• **TASK DETAILS**:
Each line from the one holding "Note: for each instance of the car shadow" to the end of the data below must be output verbatim, with no other lines.

• **DATA IN THIS EXERCISE**:

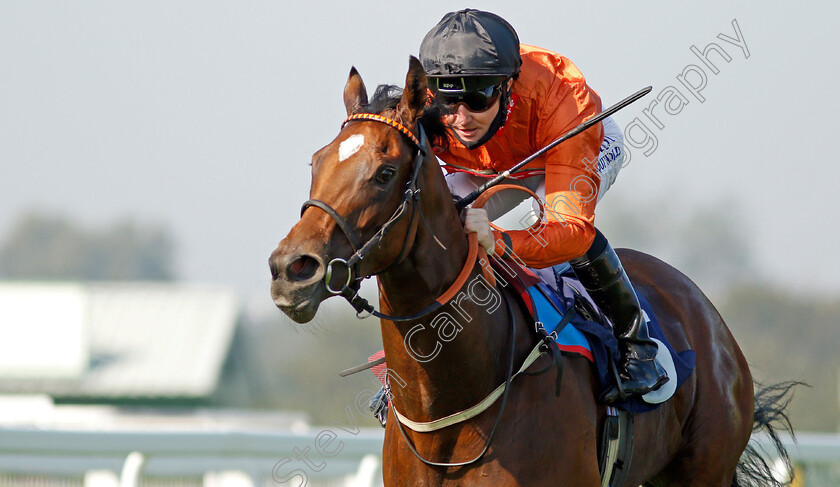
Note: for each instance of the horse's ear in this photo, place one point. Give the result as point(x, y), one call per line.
point(414, 98)
point(355, 94)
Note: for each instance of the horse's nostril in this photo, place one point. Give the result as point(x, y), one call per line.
point(303, 268)
point(275, 268)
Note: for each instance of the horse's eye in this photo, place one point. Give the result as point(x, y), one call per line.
point(385, 174)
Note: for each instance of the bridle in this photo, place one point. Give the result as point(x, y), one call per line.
point(350, 290)
point(409, 205)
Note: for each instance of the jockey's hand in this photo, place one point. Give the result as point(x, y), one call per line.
point(475, 220)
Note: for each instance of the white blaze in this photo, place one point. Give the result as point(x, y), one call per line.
point(350, 146)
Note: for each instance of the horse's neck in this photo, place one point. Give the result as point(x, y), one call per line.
point(451, 353)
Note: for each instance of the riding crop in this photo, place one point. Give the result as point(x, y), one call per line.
point(466, 200)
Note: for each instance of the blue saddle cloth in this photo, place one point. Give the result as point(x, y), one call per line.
point(591, 339)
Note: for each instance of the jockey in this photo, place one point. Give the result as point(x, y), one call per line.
point(506, 102)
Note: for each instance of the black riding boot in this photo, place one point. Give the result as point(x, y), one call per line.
point(379, 404)
point(601, 273)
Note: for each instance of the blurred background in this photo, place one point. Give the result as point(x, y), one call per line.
point(153, 154)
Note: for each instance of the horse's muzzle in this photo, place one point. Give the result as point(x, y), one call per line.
point(297, 286)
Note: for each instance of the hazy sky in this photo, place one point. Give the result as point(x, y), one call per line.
point(203, 115)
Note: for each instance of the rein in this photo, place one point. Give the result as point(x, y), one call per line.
point(350, 291)
point(411, 198)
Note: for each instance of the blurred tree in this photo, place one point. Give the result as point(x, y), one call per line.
point(43, 246)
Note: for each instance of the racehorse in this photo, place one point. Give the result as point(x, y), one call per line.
point(378, 182)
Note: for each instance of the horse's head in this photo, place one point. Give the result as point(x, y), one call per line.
point(359, 186)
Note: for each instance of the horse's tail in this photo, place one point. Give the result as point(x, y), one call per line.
point(770, 417)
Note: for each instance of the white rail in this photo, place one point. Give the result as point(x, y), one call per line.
point(308, 458)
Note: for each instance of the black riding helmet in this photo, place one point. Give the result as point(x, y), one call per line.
point(467, 53)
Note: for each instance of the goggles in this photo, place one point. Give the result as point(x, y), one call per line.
point(479, 94)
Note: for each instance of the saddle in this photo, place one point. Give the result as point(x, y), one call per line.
point(578, 327)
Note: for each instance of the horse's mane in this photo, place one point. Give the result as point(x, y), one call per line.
point(386, 97)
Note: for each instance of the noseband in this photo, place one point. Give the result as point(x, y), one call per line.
point(410, 198)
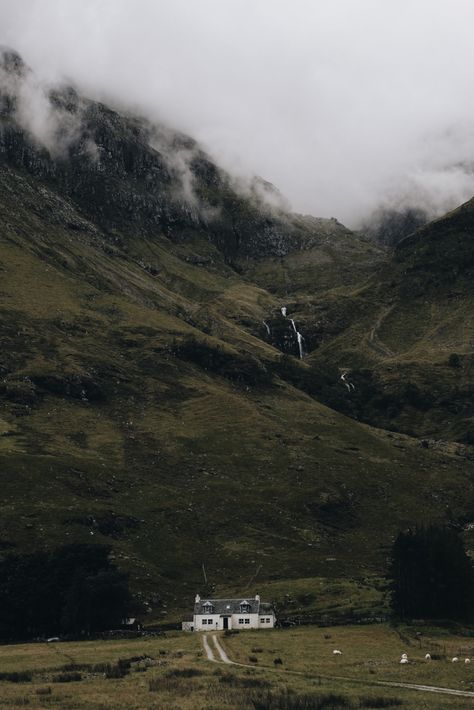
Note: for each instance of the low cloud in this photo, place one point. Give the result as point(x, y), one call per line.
point(343, 106)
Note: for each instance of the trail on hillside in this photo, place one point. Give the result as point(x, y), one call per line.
point(385, 683)
point(373, 339)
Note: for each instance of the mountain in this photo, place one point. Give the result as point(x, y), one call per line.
point(152, 395)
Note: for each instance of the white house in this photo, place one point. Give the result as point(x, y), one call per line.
point(242, 613)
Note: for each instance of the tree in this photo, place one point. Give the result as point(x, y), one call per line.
point(431, 575)
point(73, 589)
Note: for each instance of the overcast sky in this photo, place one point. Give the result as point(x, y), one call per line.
point(340, 103)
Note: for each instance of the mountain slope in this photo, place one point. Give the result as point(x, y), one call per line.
point(143, 402)
point(408, 334)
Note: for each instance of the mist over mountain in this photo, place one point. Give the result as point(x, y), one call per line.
point(344, 106)
point(193, 374)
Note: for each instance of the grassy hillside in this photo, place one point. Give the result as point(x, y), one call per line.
point(143, 402)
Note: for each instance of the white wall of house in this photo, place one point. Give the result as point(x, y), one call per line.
point(215, 622)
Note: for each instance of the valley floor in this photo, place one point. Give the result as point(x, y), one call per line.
point(174, 672)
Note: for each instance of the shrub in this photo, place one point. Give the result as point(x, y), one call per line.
point(67, 677)
point(454, 360)
point(43, 691)
point(17, 676)
point(184, 673)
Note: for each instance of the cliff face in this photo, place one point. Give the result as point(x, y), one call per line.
point(127, 174)
point(145, 401)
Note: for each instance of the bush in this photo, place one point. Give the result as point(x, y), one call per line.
point(17, 676)
point(454, 360)
point(67, 677)
point(184, 673)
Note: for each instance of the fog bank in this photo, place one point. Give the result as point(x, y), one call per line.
point(343, 105)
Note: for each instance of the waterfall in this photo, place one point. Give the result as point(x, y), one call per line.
point(300, 344)
point(299, 337)
point(350, 386)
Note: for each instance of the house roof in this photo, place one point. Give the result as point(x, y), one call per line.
point(227, 606)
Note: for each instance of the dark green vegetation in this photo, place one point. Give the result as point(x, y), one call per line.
point(76, 589)
point(144, 403)
point(431, 575)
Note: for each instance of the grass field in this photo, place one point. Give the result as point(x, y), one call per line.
point(172, 673)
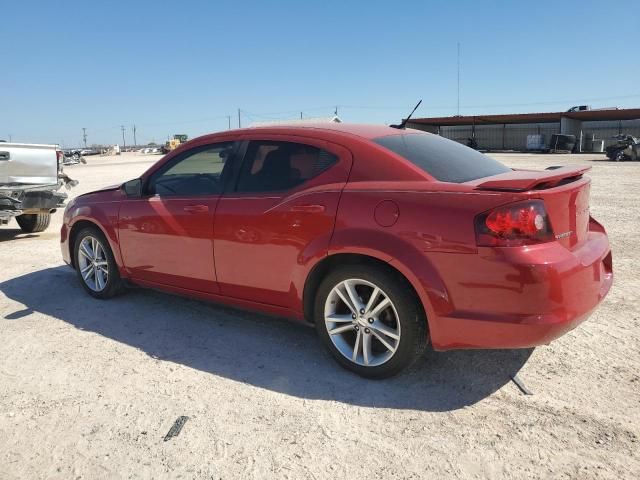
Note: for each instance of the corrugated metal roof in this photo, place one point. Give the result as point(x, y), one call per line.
point(543, 117)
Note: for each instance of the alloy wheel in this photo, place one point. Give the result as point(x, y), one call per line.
point(362, 322)
point(93, 264)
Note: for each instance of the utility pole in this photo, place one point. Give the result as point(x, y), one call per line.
point(458, 78)
point(124, 142)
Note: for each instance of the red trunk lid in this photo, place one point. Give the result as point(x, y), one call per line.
point(565, 193)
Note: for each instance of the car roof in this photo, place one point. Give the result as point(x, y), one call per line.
point(351, 129)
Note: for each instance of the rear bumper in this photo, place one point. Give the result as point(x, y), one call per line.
point(64, 244)
point(523, 297)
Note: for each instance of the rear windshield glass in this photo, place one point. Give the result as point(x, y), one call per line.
point(443, 159)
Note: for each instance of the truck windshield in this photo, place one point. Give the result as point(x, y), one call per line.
point(443, 159)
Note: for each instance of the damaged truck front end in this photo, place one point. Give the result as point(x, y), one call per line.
point(31, 179)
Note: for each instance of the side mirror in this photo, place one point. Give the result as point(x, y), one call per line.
point(133, 188)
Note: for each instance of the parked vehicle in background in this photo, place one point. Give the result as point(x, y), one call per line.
point(627, 147)
point(73, 157)
point(177, 140)
point(30, 179)
point(562, 143)
point(384, 238)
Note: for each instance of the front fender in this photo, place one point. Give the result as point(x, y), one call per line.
point(105, 217)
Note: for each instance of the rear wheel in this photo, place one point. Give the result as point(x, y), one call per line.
point(96, 267)
point(34, 222)
point(370, 320)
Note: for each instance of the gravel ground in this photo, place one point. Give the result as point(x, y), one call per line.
point(88, 388)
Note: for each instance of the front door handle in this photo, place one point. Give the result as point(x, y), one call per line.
point(308, 208)
point(196, 208)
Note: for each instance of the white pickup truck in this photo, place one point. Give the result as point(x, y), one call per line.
point(30, 179)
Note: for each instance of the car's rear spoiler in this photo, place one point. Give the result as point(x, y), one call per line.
point(523, 180)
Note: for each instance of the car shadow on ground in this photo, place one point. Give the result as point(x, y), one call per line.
point(266, 352)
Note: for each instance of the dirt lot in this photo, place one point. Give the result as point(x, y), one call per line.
point(88, 389)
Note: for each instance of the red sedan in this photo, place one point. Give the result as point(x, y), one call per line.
point(385, 238)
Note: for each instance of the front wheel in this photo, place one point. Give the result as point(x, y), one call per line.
point(96, 267)
point(370, 320)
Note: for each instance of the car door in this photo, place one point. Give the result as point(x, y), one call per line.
point(166, 236)
point(278, 217)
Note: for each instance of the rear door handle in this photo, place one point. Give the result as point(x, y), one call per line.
point(308, 208)
point(196, 208)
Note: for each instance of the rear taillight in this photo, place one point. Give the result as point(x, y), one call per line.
point(517, 224)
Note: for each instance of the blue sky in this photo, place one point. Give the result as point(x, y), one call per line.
point(181, 67)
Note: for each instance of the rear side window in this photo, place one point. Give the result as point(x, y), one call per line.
point(271, 166)
point(443, 159)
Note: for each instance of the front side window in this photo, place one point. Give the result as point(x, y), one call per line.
point(443, 159)
point(271, 166)
point(198, 172)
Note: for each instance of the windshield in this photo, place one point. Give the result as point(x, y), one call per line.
point(443, 159)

• **ANSWER TO THIS PROBLEM**:
Note: for each instance of the car shadow on ground in this photo, place one point. Give the result as point(x, y), one call per line.
point(266, 352)
Note: for each instance of the dirt lot in this photo, place one point. Give the result as point(x, y), one call per line.
point(88, 389)
Note: for each instance of the red sedan in this photo, place one point. Give the result as point(x, y), one call per line.
point(385, 238)
Note: for each instance of the front wheel in this photo, place one point. Give the result as point(x, y), one call per line.
point(96, 267)
point(370, 320)
Note: for each instance of the car door in this photo, place one point. Give the result as point(x, y), one call per line.
point(166, 236)
point(278, 217)
Note: for each instance of the rear door handle in this photo, place one point. Give the result as point(x, y), one call per line.
point(308, 208)
point(196, 208)
Note: for each instance of the rear taillight in this photo, place one point. Give the result as point(x, y), one call per line.
point(517, 224)
Note: for each instance of the blue sky in this photo, place one point. Give the result as point(x, y), one call per line.
point(181, 67)
Note: for each instance of the rear side window in this photo, place one point. Give the result as point(x, y), one call per line.
point(271, 166)
point(443, 159)
Note: for each instance of the front side window in this photo, place one point. Give the result as point(x, y), one call per line.
point(443, 159)
point(271, 166)
point(198, 172)
Note: for each instance of the windshield in this photo, place one point. Give the result as point(x, y), one call per line.
point(443, 159)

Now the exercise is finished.